| Goal |
Return every record below exactly as written, omitting any pictures.

Image point annotation entries
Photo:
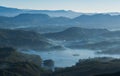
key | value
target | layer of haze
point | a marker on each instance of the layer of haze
(75, 5)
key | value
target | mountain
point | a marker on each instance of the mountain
(98, 21)
(6, 11)
(10, 12)
(23, 39)
(76, 33)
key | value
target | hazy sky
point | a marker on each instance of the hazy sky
(76, 5)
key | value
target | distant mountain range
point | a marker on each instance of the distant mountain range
(33, 21)
(37, 19)
(10, 12)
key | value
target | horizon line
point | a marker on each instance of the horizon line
(58, 10)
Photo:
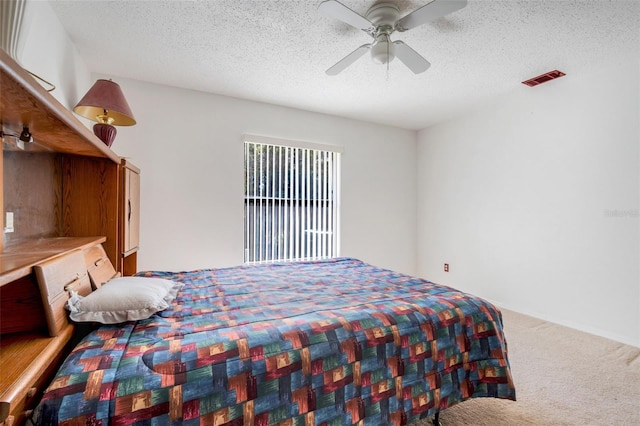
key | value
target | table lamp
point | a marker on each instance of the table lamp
(105, 104)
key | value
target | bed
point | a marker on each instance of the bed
(329, 342)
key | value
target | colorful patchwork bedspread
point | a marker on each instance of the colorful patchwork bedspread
(333, 342)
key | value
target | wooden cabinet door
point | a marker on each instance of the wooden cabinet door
(131, 210)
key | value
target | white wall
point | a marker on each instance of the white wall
(533, 200)
(46, 50)
(189, 147)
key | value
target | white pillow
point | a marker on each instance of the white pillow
(123, 299)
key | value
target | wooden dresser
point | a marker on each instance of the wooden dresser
(68, 192)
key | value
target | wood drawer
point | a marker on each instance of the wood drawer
(27, 365)
(56, 278)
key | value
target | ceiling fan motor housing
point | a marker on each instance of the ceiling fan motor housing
(384, 17)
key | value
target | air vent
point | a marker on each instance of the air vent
(543, 78)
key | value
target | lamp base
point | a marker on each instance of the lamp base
(106, 132)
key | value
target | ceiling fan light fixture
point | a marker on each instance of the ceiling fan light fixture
(383, 50)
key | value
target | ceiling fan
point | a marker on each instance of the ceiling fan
(380, 21)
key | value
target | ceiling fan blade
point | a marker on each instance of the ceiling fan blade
(411, 58)
(429, 12)
(335, 9)
(348, 60)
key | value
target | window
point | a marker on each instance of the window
(290, 201)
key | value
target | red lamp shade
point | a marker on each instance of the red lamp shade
(106, 104)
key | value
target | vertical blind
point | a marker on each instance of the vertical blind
(291, 203)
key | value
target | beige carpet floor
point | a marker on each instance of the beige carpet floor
(562, 377)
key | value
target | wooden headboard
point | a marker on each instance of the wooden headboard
(81, 271)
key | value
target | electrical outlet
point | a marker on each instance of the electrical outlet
(8, 222)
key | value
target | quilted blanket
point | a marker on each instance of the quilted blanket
(331, 342)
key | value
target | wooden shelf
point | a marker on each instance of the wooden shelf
(54, 127)
(19, 257)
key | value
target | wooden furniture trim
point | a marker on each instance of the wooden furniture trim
(19, 257)
(53, 126)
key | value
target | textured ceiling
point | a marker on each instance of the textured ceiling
(276, 51)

| Result of the exercise |
Photo:
key | value
target | layer of haze
point | a marker on each instance of the layer of haze
(75, 5)
key | value
target | mountain
point | a marker on each instance of the mountain
(98, 21)
(6, 11)
(10, 12)
(23, 39)
(76, 33)
key | value
target | hazy sky
point | a marker on each instance of the hazy sky
(76, 5)
key | value
target | distant mountain range
point | a marker on each instance of the distant mountain range
(33, 21)
(37, 19)
(10, 12)
key | value
target | horizon line
point | a marker on each instance of the horizon line
(58, 10)
Photo:
key | value
target | table lamp
point | a marker on each instance of the table lamp
(105, 104)
key | value
target | bed
point | a marker on each instance of the bed
(329, 342)
key | value
target | colorful patchwork bedspread
point | a marker on each instance of the colorful patchwork bedspread
(333, 342)
key | value
target | wooden cabinet door
point | a marker on each instance of the wooden cabinet door
(131, 210)
key | value
target | white wall
point | a marker on each instance of the white wall
(533, 200)
(46, 50)
(189, 147)
key | value
target | white pillow
point | a marker on each instance of the white pillow
(123, 299)
key | value
target | wooden dresser
point | a marker on each instance of the wooden dresser
(68, 192)
key | value
target | wood drawer
point | a marker on each instance of the wood drawer
(27, 365)
(56, 278)
key | value
target | ceiling fan motor housing
point | a marker on each instance of the ceiling fan motor housing
(384, 17)
key | value
target | air vent
point | a marker on each instance of the air vent
(543, 78)
key | value
target | lamp base
point | a marker on each instance of the lamp base
(106, 132)
key | value
target | ceiling fan light fixture
point | a marker on each instance of the ceiling fan light fixture
(383, 50)
key | value
target | ceiling fan
point | a marker on each instance of the ceiling fan
(380, 21)
key | value
target | ceiling fan blade
point | a marker on each instance of the ceiling fan blade
(411, 58)
(429, 12)
(335, 9)
(348, 60)
key | value
target | window
point | a marker on each instance of the window
(290, 201)
key | value
target | red lamp shade
point | a marker on each instance of the red lamp shade
(106, 104)
key | value
target | vertical blind
point | a marker on each instance of the vertical blind
(291, 203)
key | value
target | beige carpet floor
point | a marker on each instance of the beige carpet floor
(562, 377)
key | value
target | wooden headboard
point | a marker on each instance of the wooden headboard
(81, 271)
key | value
target | electrical outlet
point | a marker on each instance of the electrical outlet
(8, 222)
key | value
target | quilted blanket
point | a marker on each instance of the quilted blanket
(331, 342)
key | value
target | wooden shelf
point | a marker on each instance of the wooden shelf
(54, 127)
(19, 257)
key | value
target | wooden furniture trim
point | a marker on each instance of the wooden furniture trim
(19, 257)
(53, 126)
key | value
target | textured ceiling
point | a marker on each instance of the textured ceiling
(276, 51)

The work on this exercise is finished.